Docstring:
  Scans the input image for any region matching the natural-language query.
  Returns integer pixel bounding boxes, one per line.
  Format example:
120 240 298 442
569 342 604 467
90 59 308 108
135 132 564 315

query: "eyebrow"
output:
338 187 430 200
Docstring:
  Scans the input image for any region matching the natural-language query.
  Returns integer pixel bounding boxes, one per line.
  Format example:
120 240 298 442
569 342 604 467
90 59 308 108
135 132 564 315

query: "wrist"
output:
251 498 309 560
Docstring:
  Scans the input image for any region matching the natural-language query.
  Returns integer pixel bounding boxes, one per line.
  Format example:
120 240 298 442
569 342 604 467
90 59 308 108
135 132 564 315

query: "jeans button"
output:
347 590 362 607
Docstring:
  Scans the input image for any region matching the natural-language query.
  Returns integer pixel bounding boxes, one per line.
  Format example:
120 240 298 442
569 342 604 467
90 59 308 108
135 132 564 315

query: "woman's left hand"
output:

━━━━━━━━

Print out every entry, keeping each one exact.

Docstring:
  Scans the input image for any region matching the natural-language query.
  Returns integer pixel bounding boxes, one per line.
  Format example:
120 240 298 442
569 342 604 467
90 59 308 108
135 132 564 315

query: "eyebrow"
output:
338 187 430 200
Docstring:
  Scans the input image for any region matching the natural-language query.
  Returns integer pixel bounding boxes, one per line.
  Format example:
120 240 298 442
569 342 604 467
90 59 308 108
135 132 564 315

query: "wrist"
output:
251 498 309 560
Docstring:
  Scans the input image for any region matching the natural-language query.
  Returns integer pixel bounding boxes, one per line.
  Format example:
120 240 298 442
569 342 604 467
90 59 308 108
135 132 564 315

query: "jeans button"
output:
347 590 362 607
Docstring:
  Scans the input image for any region matching the natural-language query.
  Returns integer pixel bounding boxes, one per line.
  Format example:
120 240 298 442
569 342 604 467
90 59 308 108
135 132 564 315

query: "woman's left hand"
output:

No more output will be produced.